> **WHAT TO DO**
Reproduce the data, keeping every word exactly as it is.

STORED DATA START

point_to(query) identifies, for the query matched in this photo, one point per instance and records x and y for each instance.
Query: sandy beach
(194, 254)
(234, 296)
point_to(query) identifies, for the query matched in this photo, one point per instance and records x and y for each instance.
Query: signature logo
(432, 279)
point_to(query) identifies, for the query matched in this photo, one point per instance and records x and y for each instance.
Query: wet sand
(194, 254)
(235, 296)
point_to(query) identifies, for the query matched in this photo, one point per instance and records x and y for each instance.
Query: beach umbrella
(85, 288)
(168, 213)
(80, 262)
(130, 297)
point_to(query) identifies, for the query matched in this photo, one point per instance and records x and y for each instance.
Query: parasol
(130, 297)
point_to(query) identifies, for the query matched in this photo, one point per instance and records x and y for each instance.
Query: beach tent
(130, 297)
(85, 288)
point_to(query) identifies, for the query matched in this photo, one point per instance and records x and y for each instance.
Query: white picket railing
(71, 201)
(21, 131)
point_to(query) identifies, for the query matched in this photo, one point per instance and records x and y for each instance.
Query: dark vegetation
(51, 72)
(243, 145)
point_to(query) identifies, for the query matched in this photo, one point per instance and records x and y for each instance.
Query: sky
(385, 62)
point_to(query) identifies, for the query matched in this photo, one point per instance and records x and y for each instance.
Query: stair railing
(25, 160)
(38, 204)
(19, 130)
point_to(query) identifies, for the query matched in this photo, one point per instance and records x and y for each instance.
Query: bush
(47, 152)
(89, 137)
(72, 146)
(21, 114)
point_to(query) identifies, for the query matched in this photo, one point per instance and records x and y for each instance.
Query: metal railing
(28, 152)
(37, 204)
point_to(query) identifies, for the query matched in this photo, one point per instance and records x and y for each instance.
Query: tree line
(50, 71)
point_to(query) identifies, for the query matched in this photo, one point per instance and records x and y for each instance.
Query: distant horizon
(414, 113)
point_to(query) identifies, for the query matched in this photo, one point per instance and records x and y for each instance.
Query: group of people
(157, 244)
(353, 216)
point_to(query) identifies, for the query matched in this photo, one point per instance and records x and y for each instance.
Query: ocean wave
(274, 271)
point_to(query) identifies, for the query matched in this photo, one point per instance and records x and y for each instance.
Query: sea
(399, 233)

STORED DATA END

> **ANSWER SPACE**
point_to(query) identifies, for the query matched in this photo, one point per instance and records x and y for each instance.
Query: sandy beach
(194, 254)
(234, 296)
point_to(query) identifies, for the query matched in this photo, one point per instance and records x and y for each instance.
Query: signature logo
(432, 279)
point_to(query) identifies, for the query matched in this photo, one point per instance and records x and y for each instance.
Query: wet sand
(194, 254)
(235, 296)
point_to(query) identifies, for the query matched in this photo, one point per instance and records x and y for each instance.
Query: beach umbrella
(85, 288)
(168, 213)
(80, 262)
(130, 297)
point_to(query) identifies, for the query matched in this photo, one point per instance and records x and y for each instance.
Query: parasol
(130, 297)
point_to(query) identifies, for the query matched in this photo, one point per instance and records x and y for each instance.
Query: beach tent
(130, 297)
(85, 288)
point_to(query) identifies, for the query matched in this photo, one point per instance and records x and y for each instance.
Query: white picket railing
(71, 201)
(21, 131)
point_to(query) identifies, for the query matched in this photo, one point per instance and records x and y for each instance.
Query: dark vegetation
(51, 72)
(243, 145)
point_to(query) identifies, for the query matched in this photo, one point per instance and records x and y for each instance.
Query: sky
(385, 62)
point_to(query) identifies, for the query matched in this photo, one point per instance and records x and y for each instance.
Query: stair railing
(25, 160)
(38, 204)
(19, 130)
point_to(query) identifies, for the query matched in this photo, one point per instance and records x and y for each instance.
Query: bush
(47, 152)
(89, 137)
(72, 146)
(21, 114)
point_to(query) identifies, for the query matched in this photo, one point per instance and records x and y for each instance.
Query: metal railing
(28, 152)
(37, 204)
point_to(query) identifies, for the query matched in this photo, one point per instance and records x and y for each instance.
Query: tree line
(50, 71)
point_to(query) identifies, for the query matched in this photo, one point per instance and records x and y for each instance.
Query: distant horizon
(414, 113)
point_to(query) identifies, for the query matched in this photo, one point per instance and records x and y for each instance.
Query: group of people
(157, 244)
(353, 216)
point_to(query) identifies, for the query matched in this photo, one point per instance and records x and y for each instance.
Query: ocean wave
(274, 271)
point_to(query) identifies, for the query matched in this photo, one point per instance and records x and y for each instance.
Query: sea
(399, 233)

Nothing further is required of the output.